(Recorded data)
++++++++
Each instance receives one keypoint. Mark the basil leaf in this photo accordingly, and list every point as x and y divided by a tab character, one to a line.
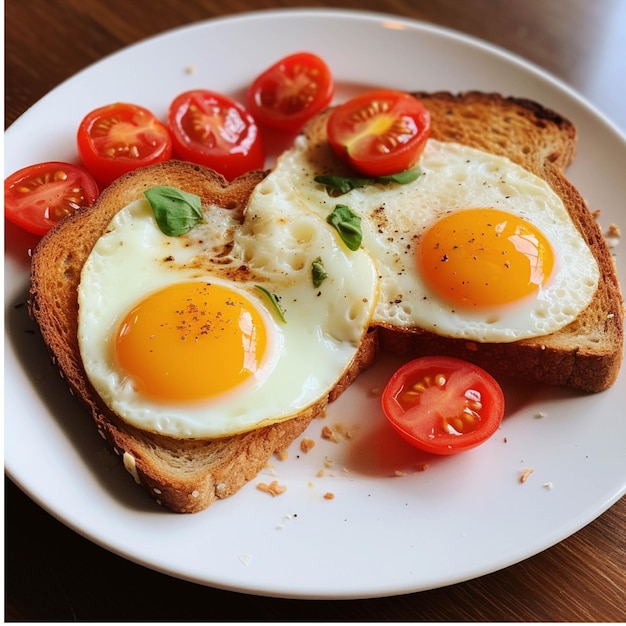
175	211
273	298
318	272
348	225
339	185
402	178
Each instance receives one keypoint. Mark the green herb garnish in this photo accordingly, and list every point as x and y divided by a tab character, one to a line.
175	211
348	225
318	272
339	185
273	298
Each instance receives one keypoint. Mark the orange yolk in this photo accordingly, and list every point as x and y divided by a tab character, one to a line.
481	258
190	341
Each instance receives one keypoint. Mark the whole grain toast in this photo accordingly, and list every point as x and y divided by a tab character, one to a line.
183	475
189	475
586	354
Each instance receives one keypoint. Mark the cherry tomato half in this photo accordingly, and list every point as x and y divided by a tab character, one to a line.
381	132
443	405
38	196
117	138
211	129
291	91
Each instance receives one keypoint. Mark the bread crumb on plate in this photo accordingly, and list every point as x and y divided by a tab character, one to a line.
274	488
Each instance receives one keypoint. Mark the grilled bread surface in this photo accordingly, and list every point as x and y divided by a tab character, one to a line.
188	475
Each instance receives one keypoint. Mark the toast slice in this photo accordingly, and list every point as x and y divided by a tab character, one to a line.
183	475
586	354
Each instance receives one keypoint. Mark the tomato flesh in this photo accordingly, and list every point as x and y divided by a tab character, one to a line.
380	132
118	138
215	131
38	196
443	405
291	91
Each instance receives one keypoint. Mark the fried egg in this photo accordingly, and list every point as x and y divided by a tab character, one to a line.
477	247
201	336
++++++++
● WRITTEN EXERCISE
Recast all of the records above as a JSON list of strings, one string per line, with blank lines left out. Leave the pictures out of the list.

● FINISHED ANSWER
[
  "Each instance receives one keypoint. Mark the basil leaf in this photo accordingly, and list every point as x and y divided by a tab character, one to a line.",
  "175\t211",
  "273\t298",
  "318\t272",
  "348\t225",
  "339\t185",
  "402\t178",
  "Each instance receives one keypoint. Mark the green herb garnish in this photo accordingly, and list every point as x and y divided by a tab character, one to a line.",
  "175\t211",
  "348\t225",
  "318\t272",
  "339\t185",
  "273\t298",
  "Each instance receives one keypoint. Mark the orange yolk in this photo accordingly, and list every point as x and y divided by a tab character, one to a line.",
  "481\t258",
  "190\t341",
  "Each instance receives one keypoint. Mark the whole grain toast in this photo accordingly, and list every point as x and y divided by a tab character, one to a line.",
  "183\t475",
  "189\t475",
  "586\t354",
  "Each instance receives one keypoint. Mark the cherry tomato half in this photo accordingly, and list every point as x and y divided by a tab character, one to a line.",
  "381\t132",
  "443\t405",
  "38\t196",
  "117\t138",
  "211\t129",
  "291\t91",
  "Each instance receives one keypoint. Mark the bread crumb on plate in this photo accordingly, and list every point as x and y divided by a tab character, one to a line.",
  "274\t488",
  "Each instance receives one keypoint. Mark the grilled bread surface in this photo accordingly, and list every point as x and y divided by a tab character, one to a line.",
  "188\t475",
  "Each instance receives one keypoint. Mark the toast slice in this photo accordingly, and list every point as x and y divided by a tab character, one to a line.",
  "183\t475",
  "586\t354",
  "Each instance receives one keypoint. Mark the tomato flesh in this photo accordingly, and list every point as x and y divided by a tab character, one to a line.",
  "380\t132",
  "118\t138",
  "215\t131",
  "38\t196",
  "443\t405",
  "291\t91",
  "Each instance receives one keypoint. Mark the fried egg in this photo accordingly, and list every point as x and y divided by a tab character, one to a line.",
  "477\t247",
  "201\t336"
]